[Dataset items]
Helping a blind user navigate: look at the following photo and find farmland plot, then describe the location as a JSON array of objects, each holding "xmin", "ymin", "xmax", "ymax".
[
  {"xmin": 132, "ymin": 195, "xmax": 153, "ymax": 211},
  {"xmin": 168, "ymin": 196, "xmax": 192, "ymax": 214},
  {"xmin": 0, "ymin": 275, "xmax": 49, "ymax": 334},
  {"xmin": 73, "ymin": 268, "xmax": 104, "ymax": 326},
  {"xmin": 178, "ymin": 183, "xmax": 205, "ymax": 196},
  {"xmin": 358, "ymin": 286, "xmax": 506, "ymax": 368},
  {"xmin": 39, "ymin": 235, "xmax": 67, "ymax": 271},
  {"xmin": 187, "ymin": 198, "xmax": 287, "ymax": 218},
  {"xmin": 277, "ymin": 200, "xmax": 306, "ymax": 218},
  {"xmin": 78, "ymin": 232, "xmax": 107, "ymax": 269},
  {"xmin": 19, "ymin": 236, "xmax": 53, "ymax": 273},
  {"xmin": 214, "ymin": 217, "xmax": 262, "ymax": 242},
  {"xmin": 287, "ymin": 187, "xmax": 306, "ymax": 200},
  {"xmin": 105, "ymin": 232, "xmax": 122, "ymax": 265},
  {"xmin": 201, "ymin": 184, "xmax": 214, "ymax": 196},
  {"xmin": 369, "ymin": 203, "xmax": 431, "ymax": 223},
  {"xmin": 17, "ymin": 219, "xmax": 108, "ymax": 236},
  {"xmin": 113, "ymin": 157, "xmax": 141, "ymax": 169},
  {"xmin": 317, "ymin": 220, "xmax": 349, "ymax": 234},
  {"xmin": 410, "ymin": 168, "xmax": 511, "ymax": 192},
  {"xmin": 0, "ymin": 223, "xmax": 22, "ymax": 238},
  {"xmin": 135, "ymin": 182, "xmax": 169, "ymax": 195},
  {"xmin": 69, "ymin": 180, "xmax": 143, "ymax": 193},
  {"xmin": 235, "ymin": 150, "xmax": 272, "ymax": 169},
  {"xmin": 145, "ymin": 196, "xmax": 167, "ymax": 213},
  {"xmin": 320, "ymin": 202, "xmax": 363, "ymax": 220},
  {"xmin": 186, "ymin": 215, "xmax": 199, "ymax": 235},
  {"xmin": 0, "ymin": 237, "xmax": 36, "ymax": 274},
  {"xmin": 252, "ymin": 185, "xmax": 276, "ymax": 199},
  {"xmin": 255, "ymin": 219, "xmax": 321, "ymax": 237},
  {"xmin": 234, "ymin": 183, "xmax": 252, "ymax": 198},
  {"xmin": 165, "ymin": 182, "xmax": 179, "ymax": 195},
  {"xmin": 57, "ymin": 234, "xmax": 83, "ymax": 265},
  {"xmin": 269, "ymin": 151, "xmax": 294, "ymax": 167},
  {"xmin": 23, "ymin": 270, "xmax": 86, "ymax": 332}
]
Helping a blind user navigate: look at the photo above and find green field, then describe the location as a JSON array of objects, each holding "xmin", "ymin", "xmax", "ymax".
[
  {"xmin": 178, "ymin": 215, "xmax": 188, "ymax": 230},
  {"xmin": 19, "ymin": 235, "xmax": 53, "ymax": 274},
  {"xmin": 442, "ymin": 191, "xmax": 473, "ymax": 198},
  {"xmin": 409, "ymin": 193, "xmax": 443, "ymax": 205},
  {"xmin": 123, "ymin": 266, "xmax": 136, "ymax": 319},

Work required
Reproduce the entries exactly, dropping nothing.

Your response
Helping a blind user navigate: look at the following photo and find farmland plot, then describe the location as a JSON array of objects, each holding "xmin", "ymin", "xmax", "ymax".
[
  {"xmin": 132, "ymin": 195, "xmax": 153, "ymax": 211},
  {"xmin": 168, "ymin": 196, "xmax": 192, "ymax": 214},
  {"xmin": 0, "ymin": 275, "xmax": 49, "ymax": 334},
  {"xmin": 73, "ymin": 268, "xmax": 104, "ymax": 326},
  {"xmin": 178, "ymin": 183, "xmax": 205, "ymax": 196},
  {"xmin": 358, "ymin": 286, "xmax": 506, "ymax": 368},
  {"xmin": 39, "ymin": 235, "xmax": 67, "ymax": 271},
  {"xmin": 187, "ymin": 198, "xmax": 287, "ymax": 218},
  {"xmin": 277, "ymin": 200, "xmax": 306, "ymax": 218},
  {"xmin": 78, "ymin": 232, "xmax": 107, "ymax": 269},
  {"xmin": 19, "ymin": 236, "xmax": 53, "ymax": 273},
  {"xmin": 214, "ymin": 217, "xmax": 262, "ymax": 242},
  {"xmin": 287, "ymin": 187, "xmax": 306, "ymax": 200},
  {"xmin": 105, "ymin": 232, "xmax": 122, "ymax": 265},
  {"xmin": 201, "ymin": 184, "xmax": 214, "ymax": 196},
  {"xmin": 369, "ymin": 203, "xmax": 431, "ymax": 223},
  {"xmin": 17, "ymin": 219, "xmax": 108, "ymax": 236},
  {"xmin": 113, "ymin": 157, "xmax": 141, "ymax": 169},
  {"xmin": 317, "ymin": 220, "xmax": 349, "ymax": 234},
  {"xmin": 410, "ymin": 168, "xmax": 511, "ymax": 192},
  {"xmin": 0, "ymin": 223, "xmax": 22, "ymax": 238},
  {"xmin": 135, "ymin": 182, "xmax": 169, "ymax": 195},
  {"xmin": 69, "ymin": 180, "xmax": 143, "ymax": 193},
  {"xmin": 235, "ymin": 150, "xmax": 272, "ymax": 169},
  {"xmin": 145, "ymin": 196, "xmax": 167, "ymax": 213},
  {"xmin": 320, "ymin": 202, "xmax": 363, "ymax": 220},
  {"xmin": 186, "ymin": 215, "xmax": 199, "ymax": 235},
  {"xmin": 0, "ymin": 237, "xmax": 36, "ymax": 274},
  {"xmin": 252, "ymin": 185, "xmax": 276, "ymax": 199},
  {"xmin": 255, "ymin": 219, "xmax": 321, "ymax": 237},
  {"xmin": 234, "ymin": 183, "xmax": 252, "ymax": 198},
  {"xmin": 165, "ymin": 182, "xmax": 179, "ymax": 195},
  {"xmin": 57, "ymin": 234, "xmax": 83, "ymax": 265},
  {"xmin": 269, "ymin": 151, "xmax": 294, "ymax": 167},
  {"xmin": 23, "ymin": 270, "xmax": 86, "ymax": 332}
]
Helping a blind user navigate: look at the photo above and find green field, then describe the location as a JSON array of objects, each holding "xmin", "ymin", "xmax", "ymax".
[
  {"xmin": 178, "ymin": 215, "xmax": 188, "ymax": 230},
  {"xmin": 19, "ymin": 235, "xmax": 53, "ymax": 274},
  {"xmin": 442, "ymin": 191, "xmax": 473, "ymax": 198},
  {"xmin": 409, "ymin": 193, "xmax": 443, "ymax": 205},
  {"xmin": 123, "ymin": 266, "xmax": 136, "ymax": 319},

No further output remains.